## WRITTEN PROBLEM
Add 119 to every bounding box coordinate in the entries, and write out all lines again, from the start of the entries through the line that contains "[0,55,160,113]", with every other line unchanged. Leave the pictures out of your answer.

= = = = = = =

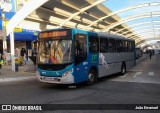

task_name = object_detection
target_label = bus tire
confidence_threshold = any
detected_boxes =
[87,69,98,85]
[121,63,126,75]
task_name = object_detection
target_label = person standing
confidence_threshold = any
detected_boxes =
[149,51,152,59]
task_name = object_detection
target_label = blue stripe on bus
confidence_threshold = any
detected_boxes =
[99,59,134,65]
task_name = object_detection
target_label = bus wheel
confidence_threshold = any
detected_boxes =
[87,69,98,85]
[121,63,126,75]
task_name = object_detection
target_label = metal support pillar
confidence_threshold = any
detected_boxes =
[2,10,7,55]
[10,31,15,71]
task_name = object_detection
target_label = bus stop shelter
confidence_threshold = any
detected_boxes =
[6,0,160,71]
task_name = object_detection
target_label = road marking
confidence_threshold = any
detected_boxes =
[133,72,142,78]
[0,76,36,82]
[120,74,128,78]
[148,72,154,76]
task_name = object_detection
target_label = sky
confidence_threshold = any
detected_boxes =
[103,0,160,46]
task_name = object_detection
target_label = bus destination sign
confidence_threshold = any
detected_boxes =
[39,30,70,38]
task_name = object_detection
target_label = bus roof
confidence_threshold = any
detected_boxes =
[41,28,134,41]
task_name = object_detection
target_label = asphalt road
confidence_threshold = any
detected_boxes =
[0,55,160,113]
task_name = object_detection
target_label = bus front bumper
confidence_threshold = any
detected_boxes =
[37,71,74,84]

= = = = = = =

## SOLUTION TO THE PROBLEM
task_name = object_detection
target_label = bus tire
confidence_threshold = any
detected_boxes =
[206,188,217,204]
[240,182,245,194]
task_name = object_detection
target_label = person standing
confidence_threshold = any
detected_boxes =
[268,170,271,178]
task_name = object_detection
target_label = blue stripe on bus
confidence_threshold = any
detected_boxes =
[218,178,253,184]
task_name = object_detection
target_label = bus wheel
confidence_threshold = any
detected_boxes =
[206,188,217,204]
[240,182,245,194]
task_name = object_detection
target_label = metal support pillar
confidence_threshold = any
detected_boxes =
[121,129,126,174]
[129,150,134,190]
task_name = object_detection
target_label = bus stop shelter
confidence_threshold = any
detected_boxes =
[125,119,279,190]
task_name = object_detection
target_label = road marking
confidence_threshold = any
detected_boxes =
[252,191,261,197]
[119,195,155,201]
[239,193,247,197]
[267,191,273,195]
task_name = object_detection
target_label = sky
confidence_threshold = any
detected_boxes =
[222,119,279,165]
task_name = object_detection
target_label = bus destination sign
confidence_threshold = any
detected_boxes =
[158,149,189,157]
task_name = object_detection
target_label = bus roof
confidence_threshold = any
detected_boxes =
[160,147,253,160]
task_name = object_detection
target_label = asphalt road
confidence_threshold = any
detected_boxes =
[119,174,279,232]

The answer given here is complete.